To be done.
1 > Answer from the "Subject to" description:
(a) At which university is Anand Subramanian an Associate Professor?
(b) In which fields do the conversations' relevant figures work?
(c) When did his parents move to Brazil?
2 > Carry the "Subject to" description on past its final sentence.

Passage provided.
Subject to
Subject to
Anand Subramanian
"Subject to" offers a series of informal conversations with relevant figures in the fields of Operations Research, Combinatorial Optimization and Logistics, and they are hosted by Anand Subramanian, an Associate Professor at Universidade Federal da Paraíba, Brazil. About the host: Anand was born and raised in João Pessoa, Brazil. His parents are Indian immigrants who moved to Brazil in the early 1970s. He is an author of more 50 articles published in highly-ranked international journals, has more than 4300 citations on Google Scholar, and a h-index of 33.

Records excerpted from a collection
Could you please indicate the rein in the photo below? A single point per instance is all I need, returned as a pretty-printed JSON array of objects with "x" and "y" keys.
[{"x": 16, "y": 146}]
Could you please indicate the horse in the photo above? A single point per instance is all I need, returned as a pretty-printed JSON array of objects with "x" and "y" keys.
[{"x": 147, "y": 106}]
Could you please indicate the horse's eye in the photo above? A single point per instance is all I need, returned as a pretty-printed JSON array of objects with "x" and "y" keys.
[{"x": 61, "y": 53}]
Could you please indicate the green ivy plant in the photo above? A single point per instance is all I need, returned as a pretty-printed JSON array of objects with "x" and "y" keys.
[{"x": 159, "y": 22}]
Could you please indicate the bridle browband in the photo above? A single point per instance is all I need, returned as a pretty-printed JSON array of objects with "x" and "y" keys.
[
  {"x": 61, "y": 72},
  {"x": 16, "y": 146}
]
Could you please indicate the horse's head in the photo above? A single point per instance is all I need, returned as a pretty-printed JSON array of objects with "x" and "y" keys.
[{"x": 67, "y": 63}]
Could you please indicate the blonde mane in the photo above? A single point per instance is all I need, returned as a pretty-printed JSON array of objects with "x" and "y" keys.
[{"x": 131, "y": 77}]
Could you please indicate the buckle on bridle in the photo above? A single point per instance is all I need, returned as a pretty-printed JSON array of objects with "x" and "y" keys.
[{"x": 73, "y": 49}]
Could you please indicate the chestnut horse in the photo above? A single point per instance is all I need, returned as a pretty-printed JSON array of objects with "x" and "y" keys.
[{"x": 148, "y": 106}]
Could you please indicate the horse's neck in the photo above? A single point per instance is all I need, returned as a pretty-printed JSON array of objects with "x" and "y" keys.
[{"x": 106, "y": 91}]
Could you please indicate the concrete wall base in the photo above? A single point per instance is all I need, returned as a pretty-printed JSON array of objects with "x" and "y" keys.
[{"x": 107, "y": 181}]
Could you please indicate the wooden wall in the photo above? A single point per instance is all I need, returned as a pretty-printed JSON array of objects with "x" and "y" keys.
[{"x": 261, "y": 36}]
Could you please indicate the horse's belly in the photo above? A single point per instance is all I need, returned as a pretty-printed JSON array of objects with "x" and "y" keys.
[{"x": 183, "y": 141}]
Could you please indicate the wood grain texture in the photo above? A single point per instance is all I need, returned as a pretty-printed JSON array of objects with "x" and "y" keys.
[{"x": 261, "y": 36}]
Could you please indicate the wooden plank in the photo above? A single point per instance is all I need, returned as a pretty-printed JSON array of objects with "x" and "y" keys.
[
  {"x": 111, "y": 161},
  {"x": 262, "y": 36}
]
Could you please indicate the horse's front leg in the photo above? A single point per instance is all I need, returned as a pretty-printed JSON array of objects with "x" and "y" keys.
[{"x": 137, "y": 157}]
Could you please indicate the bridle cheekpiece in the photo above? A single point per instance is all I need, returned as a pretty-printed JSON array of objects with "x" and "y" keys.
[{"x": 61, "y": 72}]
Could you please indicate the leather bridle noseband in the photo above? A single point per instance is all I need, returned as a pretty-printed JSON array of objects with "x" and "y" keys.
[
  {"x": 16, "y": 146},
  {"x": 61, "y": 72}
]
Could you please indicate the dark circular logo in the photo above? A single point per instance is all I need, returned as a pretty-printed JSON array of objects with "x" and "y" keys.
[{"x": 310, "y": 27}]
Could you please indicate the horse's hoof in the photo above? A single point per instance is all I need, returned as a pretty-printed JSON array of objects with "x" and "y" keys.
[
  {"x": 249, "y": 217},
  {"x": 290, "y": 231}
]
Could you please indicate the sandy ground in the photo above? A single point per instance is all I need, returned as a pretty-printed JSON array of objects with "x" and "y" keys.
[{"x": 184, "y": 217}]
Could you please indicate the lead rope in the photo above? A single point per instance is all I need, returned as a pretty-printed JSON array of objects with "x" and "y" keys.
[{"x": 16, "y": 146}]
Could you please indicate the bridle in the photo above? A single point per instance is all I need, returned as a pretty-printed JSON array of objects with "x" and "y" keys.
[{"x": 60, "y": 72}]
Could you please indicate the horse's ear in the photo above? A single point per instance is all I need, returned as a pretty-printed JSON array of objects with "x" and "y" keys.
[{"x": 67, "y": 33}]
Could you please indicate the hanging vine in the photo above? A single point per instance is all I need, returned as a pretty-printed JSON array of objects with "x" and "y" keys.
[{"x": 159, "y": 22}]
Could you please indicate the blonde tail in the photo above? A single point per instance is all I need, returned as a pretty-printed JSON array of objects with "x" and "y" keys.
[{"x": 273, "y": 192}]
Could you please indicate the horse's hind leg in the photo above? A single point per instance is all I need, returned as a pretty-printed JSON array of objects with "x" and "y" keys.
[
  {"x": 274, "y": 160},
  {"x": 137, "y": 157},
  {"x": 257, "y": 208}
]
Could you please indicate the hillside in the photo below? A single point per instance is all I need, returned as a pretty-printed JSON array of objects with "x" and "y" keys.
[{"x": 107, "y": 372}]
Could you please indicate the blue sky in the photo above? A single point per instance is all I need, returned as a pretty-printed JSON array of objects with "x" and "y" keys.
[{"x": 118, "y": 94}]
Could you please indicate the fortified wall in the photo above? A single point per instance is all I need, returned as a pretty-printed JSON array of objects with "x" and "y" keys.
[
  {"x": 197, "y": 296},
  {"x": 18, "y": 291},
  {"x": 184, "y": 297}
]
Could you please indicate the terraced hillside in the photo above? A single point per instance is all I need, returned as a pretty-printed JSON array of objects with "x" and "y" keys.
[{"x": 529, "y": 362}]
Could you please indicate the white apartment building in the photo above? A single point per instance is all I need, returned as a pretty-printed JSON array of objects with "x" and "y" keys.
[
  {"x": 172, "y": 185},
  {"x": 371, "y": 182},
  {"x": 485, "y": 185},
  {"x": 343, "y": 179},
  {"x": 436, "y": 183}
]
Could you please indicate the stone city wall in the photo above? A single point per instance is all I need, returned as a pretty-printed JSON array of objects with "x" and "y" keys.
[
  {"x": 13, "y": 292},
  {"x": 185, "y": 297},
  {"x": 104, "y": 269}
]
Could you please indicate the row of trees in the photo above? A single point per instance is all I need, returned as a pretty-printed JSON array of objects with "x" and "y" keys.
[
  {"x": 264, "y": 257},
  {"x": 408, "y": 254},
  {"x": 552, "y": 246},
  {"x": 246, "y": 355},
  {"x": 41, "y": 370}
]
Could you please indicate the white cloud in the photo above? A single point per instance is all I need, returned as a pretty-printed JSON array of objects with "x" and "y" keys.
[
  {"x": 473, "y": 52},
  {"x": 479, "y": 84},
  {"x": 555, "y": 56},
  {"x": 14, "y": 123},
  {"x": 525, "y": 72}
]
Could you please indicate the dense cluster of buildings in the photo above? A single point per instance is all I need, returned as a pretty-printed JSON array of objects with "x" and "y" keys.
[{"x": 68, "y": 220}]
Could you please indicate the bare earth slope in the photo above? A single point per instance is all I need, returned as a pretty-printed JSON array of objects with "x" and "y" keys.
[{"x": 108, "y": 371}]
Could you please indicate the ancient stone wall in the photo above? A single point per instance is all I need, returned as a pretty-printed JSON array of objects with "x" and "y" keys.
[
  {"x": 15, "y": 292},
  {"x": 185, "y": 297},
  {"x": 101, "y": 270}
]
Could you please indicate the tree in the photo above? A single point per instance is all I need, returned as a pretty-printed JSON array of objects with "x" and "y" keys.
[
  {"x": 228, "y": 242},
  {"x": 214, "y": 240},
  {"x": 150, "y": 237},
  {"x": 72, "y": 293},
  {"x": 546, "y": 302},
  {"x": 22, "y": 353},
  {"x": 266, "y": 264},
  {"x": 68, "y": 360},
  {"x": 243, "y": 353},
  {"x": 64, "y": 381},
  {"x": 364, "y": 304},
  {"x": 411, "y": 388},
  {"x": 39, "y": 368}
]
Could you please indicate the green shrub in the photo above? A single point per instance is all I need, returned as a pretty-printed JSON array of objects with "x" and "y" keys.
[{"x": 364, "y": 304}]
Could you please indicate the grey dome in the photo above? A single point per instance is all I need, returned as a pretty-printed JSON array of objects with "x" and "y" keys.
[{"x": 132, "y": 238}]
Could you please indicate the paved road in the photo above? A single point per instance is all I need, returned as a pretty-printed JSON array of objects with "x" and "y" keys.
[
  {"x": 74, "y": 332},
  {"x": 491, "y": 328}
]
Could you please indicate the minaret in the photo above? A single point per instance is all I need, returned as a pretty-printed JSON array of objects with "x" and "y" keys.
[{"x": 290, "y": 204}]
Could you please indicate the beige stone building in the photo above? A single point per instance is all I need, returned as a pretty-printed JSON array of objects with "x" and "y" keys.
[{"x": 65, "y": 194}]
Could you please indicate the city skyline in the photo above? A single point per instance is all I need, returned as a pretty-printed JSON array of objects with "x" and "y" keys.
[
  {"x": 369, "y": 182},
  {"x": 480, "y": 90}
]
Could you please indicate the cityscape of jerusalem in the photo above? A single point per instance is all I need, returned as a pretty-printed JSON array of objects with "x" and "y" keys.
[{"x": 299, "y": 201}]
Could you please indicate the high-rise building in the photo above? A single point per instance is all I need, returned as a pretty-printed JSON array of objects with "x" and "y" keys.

Exercise answers.
1 >
(a) Universidade Federal da Paraíba, Brazil.
(b) Operations Research, Combinatorial Optimization and Logistics.
(c) In the early 1970s.

2 >
Subject to: Robert Bixby
Dr. Robert Bixby has a BS in IEOR from U.C. Berkeley (1968), and a PhD in OR from Cornell (1972). He has held academic positions at the University of Kentucky, Northwestern University, and Rice University. He is currently Noah Harding Professor Emeritus at Rice University and visiting Professor of Mathematics at Friedrich-Alexander-Universität Erlangen-Nürnberg. He co-founded CPLEX Optimization in 1987, and co-founded Gurobi Optimization in 2008, serving as CEO from 2008-2015. Dr. Bixby has published over fifty journal articles and is an acknowledged expert on the computational aspects of linear and integer programming. He has won the Beale-Orchard-Hays Prize of the Mathematical Programming Society, and the INFORMS Impact and Frederick W. Lanchester Prizes. He was Editor-in-Chief Mathematical Programming, Series A, 1989-1994, and Chairman of the Mathematical Programming Society, 2001-2004. In 1997 he was elected to the National Academy of Engineering, and in 2012 he was awarded an honorary doctorate in Mathematics from the University of Waterloo, Canada.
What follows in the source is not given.